What the task asks:
Update these records by replacing every "bounding box" with "box region", leaving all other text unchanged.

Supplied entries:
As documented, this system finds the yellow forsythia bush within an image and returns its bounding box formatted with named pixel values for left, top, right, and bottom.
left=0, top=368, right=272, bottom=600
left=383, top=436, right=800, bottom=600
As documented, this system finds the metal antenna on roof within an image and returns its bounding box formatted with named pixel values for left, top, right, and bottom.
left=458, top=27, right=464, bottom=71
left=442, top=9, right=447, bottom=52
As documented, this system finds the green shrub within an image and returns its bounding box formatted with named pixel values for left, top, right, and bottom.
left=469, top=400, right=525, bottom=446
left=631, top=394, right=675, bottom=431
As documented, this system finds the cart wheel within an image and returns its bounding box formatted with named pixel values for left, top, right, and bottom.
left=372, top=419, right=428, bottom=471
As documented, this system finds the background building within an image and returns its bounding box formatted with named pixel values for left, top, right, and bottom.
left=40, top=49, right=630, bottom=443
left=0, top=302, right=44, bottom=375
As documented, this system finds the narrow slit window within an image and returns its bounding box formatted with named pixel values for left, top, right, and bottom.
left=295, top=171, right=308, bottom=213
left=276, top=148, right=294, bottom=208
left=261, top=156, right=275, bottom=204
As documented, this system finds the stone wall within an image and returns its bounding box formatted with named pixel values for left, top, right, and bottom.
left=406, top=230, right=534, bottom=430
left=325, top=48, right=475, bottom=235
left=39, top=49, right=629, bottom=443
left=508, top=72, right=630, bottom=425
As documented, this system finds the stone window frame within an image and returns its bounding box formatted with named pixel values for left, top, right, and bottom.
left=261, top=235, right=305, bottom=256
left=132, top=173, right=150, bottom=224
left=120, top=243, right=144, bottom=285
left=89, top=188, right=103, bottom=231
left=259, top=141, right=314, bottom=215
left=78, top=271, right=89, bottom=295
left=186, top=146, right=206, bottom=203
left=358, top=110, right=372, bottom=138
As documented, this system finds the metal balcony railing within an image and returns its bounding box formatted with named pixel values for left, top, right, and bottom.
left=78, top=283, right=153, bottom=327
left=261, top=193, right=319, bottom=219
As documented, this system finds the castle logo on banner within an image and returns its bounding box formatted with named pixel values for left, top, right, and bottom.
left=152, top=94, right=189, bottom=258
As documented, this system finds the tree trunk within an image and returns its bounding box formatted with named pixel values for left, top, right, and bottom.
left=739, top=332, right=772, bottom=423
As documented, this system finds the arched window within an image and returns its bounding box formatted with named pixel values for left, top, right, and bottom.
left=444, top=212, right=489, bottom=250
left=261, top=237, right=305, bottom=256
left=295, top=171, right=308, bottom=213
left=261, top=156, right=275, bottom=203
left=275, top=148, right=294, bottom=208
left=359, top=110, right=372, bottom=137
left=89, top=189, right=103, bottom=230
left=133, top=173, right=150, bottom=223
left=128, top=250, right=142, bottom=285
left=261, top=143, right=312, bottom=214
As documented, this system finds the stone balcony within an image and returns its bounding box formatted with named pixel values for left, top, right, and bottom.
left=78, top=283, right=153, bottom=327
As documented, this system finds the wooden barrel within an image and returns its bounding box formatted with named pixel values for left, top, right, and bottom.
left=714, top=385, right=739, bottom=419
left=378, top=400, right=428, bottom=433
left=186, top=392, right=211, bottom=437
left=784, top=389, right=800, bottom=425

Output of the task:
As documented, this system finds the yellow forsythia bush within an image and returns its box region formatted with named pixel values for left, top, right, and bottom.
left=0, top=368, right=272, bottom=600
left=383, top=436, right=800, bottom=600
As documented, this system finds the metal antenna on roof within an image and returns its box region formatted with named pixel values for left, top, right, and bottom.
left=458, top=27, right=464, bottom=71
left=442, top=9, right=447, bottom=52
As documented, this system finds the green shrub within an image and returns its box region formatted with named pixel values for left, top, right, and bottom.
left=469, top=400, right=525, bottom=446
left=631, top=394, right=675, bottom=431
As documented, this system finds the cart wheel within an image and returns its box region formatted with named pixel values for left, top, right, and bottom.
left=372, top=419, right=428, bottom=471
As documented, this system finds the background building within an image and returns its box region formatted with named pixel values for left, top, right, and bottom.
left=40, top=49, right=630, bottom=443
left=0, top=302, right=44, bottom=375
As documented, this system finds the narrow slit window within an image and returns its box region formatted with named pixel values for left, top, right, and bottom.
left=295, top=171, right=308, bottom=213
left=276, top=148, right=294, bottom=208
left=261, top=156, right=275, bottom=204
As documented, this system finds the stone wall within an image and returns its box region formatted with named pixel values for left, top, right, and bottom.
left=406, top=230, right=534, bottom=430
left=325, top=48, right=475, bottom=235
left=39, top=49, right=629, bottom=443
left=508, top=72, right=630, bottom=425
As documented, this system finds the stone window frame within an image and returns its box region formatted with named pixel values for left, top, right, and bottom.
left=261, top=235, right=305, bottom=256
left=132, top=173, right=150, bottom=224
left=120, top=243, right=144, bottom=285
left=89, top=188, right=103, bottom=231
left=259, top=141, right=314, bottom=215
left=78, top=271, right=89, bottom=295
left=186, top=146, right=206, bottom=203
left=358, top=110, right=372, bottom=138
As documented, this system finds the metal balcony railing within an image and returns its box region formatted with named pixel values for left, top, right, and bottom.
left=78, top=283, right=153, bottom=327
left=261, top=193, right=319, bottom=219
As documented, this system finds the castle logo on banner within an image and returns its box region formatted with named pixel values for left, top, right, and bottom.
left=152, top=94, right=189, bottom=258
As documented, this system finds the tree trunk within an image and returns its box region formatted with named pixel values for left, top, right, and bottom.
left=739, top=332, right=772, bottom=423
As documented, this system finds the arched window within an image and returns its box region formatted with named pixel values for left, top, right, and bottom.
left=444, top=212, right=489, bottom=250
left=261, top=237, right=305, bottom=256
left=295, top=171, right=308, bottom=213
left=261, top=156, right=275, bottom=203
left=275, top=148, right=294, bottom=208
left=359, top=110, right=372, bottom=137
left=89, top=189, right=103, bottom=230
left=133, top=173, right=150, bottom=223
left=128, top=250, right=142, bottom=285
left=261, top=143, right=312, bottom=214
As documented, this system finds the stone balcony within an image and returns its box region formatted with named pixel values for left, top, right, and bottom.
left=78, top=283, right=153, bottom=327
As documented, this system finds the wooden barrel within an image and returns its box region formatted with named pixel values for left, top, right, and bottom.
left=714, top=385, right=739, bottom=419
left=378, top=400, right=428, bottom=433
left=186, top=392, right=211, bottom=437
left=784, top=389, right=800, bottom=425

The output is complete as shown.